_Document excerpt_

------------------------------------------------------------

This tutorial shows how to compute and interpret an attributes control chart on quantitative data in Excel using XLSTAT software.

Dataset for the analysis of an attribute control chart

The data are from [Pyzdek Th. (2003); The six sigma Hanbook Revised and expanded, McGraw Hill, New York] and correspond to 30 inspections for bruised peaches of 1 crate of a production process. In this example a crate consists of 1000 peaches.

Goal of this tutorial

Control charts by attributes allow to analyze "non-conforming products" or "non-conformities". They are used to control the quality of a product before delivery (manufactured products) or the quality at reception (purchased products). Not all products are necessarily inspected. Inspections are performed in inspection units of a defined size. For example, the size can be 1 in the case of televisions received in a warehouse (each television is inspected). Or a size of 24 in the case of peach crates containing 24 peaches each.

The attribute charts tool offers you the following chart types:

  • P chart: it is useful to follow the fraction of non-compliant units of a production process.

  • NP chart: it is useful to follow the absolute number of non-compliant units of a production process.

  • C chart: it is useful to follow the number of non-compliant units per inspection unit of a production process having a non-constant size of an inspection unit.

  • U chart: it is useful to follow the number of non-compliant units per inspection unit of a production process having a non-constant size of an inspection unit.

The P and NP cards allow the analysis of the proportion, respectively the absolute number, of non-conforming products in a production process. For example, one could count the number of non-compliant television sets, or the number of crates with at least one bruised peach.

The C and U cards allow the analysis of the proportion, respectively the absolute number, of occurrences of nonconformities in a controlled unit. One can count the number of non-conforming products in a production process. For example, one could count the number of defective transistors in a controlled unit (there may be several defective transistors in a television), or the number of bruised peaches per crate.

For the aim of this tutorial, the NP chart will be used.

Setting up the dialog box for generating an attribute control chart

After launching XLSTAT, click the Statistical Process Control button on the ribbon and select attribute charts.
SPA_EN_DesignMenu.png

The dialog box pops up.

In the General tab, select the chart type, choose the NP Chart, and the data. The group size in this example is 1000.

------------------------------------------------------------

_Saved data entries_
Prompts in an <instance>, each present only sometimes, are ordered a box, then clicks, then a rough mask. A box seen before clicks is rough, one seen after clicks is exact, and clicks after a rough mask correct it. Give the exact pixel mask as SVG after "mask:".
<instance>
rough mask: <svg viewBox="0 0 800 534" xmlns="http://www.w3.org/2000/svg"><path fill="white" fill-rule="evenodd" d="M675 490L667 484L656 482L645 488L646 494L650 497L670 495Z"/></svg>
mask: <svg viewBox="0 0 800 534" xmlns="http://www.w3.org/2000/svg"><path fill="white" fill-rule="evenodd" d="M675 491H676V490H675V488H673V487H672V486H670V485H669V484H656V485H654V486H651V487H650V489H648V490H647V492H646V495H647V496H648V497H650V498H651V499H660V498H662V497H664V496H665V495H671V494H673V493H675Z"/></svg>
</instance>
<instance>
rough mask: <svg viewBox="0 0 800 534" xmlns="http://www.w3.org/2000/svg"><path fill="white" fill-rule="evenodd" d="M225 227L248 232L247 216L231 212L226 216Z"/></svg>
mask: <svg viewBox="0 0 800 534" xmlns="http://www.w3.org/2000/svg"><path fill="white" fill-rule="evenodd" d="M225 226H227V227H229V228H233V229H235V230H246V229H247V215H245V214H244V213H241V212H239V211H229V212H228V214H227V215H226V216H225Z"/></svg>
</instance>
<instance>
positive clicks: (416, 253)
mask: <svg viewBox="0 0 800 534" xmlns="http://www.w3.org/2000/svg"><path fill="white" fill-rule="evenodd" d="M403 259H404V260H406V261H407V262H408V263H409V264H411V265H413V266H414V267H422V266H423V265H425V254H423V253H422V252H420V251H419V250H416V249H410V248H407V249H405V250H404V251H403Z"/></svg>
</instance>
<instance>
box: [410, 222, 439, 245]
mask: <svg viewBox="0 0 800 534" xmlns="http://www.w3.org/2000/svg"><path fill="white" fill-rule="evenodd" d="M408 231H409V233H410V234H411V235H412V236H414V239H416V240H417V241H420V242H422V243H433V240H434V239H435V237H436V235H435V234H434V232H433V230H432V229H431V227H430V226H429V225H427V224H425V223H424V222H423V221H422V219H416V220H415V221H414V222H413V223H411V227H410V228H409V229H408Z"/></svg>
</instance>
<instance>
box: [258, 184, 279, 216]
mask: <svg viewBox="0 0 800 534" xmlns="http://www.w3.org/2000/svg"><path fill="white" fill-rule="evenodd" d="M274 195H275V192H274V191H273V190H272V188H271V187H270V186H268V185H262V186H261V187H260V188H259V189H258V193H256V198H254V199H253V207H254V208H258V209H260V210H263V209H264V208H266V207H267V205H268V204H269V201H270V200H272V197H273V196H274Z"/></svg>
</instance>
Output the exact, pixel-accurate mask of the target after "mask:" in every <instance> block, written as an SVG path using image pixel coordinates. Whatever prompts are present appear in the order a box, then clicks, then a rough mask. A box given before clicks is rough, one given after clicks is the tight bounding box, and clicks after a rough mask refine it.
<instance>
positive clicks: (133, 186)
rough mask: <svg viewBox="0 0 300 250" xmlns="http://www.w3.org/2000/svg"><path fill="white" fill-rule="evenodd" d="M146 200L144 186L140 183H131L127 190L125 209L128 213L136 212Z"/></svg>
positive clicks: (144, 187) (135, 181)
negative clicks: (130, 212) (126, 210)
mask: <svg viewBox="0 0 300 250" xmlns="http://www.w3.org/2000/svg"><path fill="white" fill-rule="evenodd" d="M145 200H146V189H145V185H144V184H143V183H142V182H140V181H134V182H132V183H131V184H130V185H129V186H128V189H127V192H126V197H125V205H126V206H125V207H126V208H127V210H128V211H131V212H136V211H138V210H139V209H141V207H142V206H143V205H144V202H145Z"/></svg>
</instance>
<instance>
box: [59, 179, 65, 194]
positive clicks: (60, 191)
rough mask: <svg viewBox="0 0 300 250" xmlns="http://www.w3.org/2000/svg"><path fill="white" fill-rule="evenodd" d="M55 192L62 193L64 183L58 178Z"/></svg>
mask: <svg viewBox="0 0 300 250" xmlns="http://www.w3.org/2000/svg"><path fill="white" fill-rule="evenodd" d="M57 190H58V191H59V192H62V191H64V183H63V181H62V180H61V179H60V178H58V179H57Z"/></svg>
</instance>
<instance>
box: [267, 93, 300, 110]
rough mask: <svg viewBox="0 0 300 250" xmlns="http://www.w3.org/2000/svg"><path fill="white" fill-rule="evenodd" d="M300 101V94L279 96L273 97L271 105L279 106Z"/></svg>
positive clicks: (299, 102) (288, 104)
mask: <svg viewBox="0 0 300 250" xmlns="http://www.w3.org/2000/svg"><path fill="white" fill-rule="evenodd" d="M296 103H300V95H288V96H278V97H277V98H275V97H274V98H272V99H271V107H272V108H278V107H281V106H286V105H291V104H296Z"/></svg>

------------------------------------------------------------

_Actions to take_
(a) Rewrite the records from their first line through the line containing "490L667 484L656 482L645", changing "rough mask" to "coarse mask" and leaving everything else as it is.
(b) Write the next part of the tutorial on attribute control charts in XLSTAT, picking up right after its final sentence.

_Answers in order_
(a)
Prompts in an <instance>, each present only sometimes, are ordered a box, then clicks, then a coarse mask. A box seen before clicks is rough, one seen after clicks is exact, and clicks after a coarse mask correct it. Give the exact pixel mask as SVG after "mask:".
<instance>
coarse mask: <svg viewBox="0 0 800 534" xmlns="http://www.w3.org/2000/svg"><path fill="white" fill-rule="evenodd" d="M675 490L667 484L656 482L645 488L646 494L650 497L670 495Z"/></svg>

(b)
image (1).png

Then click on the OK button, the computations start.

Interpret the results of the attribute control chart

The first result is the estimated mean.

In the first table, the control limits of the NP control chart are displayed followed by the data of the NP control chart starting with the bruised peaches (NP) and the group size. After this the central line (CL), the lower (LCL) and the upper (UCL) control limit and the lower and upper zone limits for the A and B area are displayed for each group.
SPA_EN_TAB01.png

The NP chart follows. The values seem to be randomly dispersed around the control limit. The control chart lets us come to the conclusion that the process is “statistically under control”.
SPA_EN_CHART01.png
The next table provides the details for the special cause rules. Only “No” can be read in the table. The data is of good quality with respect to this issue. This can be reflected in the NP control chart. The group means values are always between the lower and upper control limits.
SPA_EN_TAB.png
Furthermore it is interesting to know if the data follow a normal distribution. Several tests are provided by this feature. We introduce here the results for the Jarque-Bera test. The p-value (0.314) is higher than 5%. So we can conclude that the Hypothesis H0 of normal distribution can be accepted.
SPA_EN_TAB02.png
In the Q-Q plot we see that the data are close to the first bisector line. We suppose that the data is normally distributed.

SPA_EN_CHART02.png
At the end of the report, the run chart is displayed. We see that the measurements inside a group have a wide range, lying between 23 and 37. The values are within the control limits.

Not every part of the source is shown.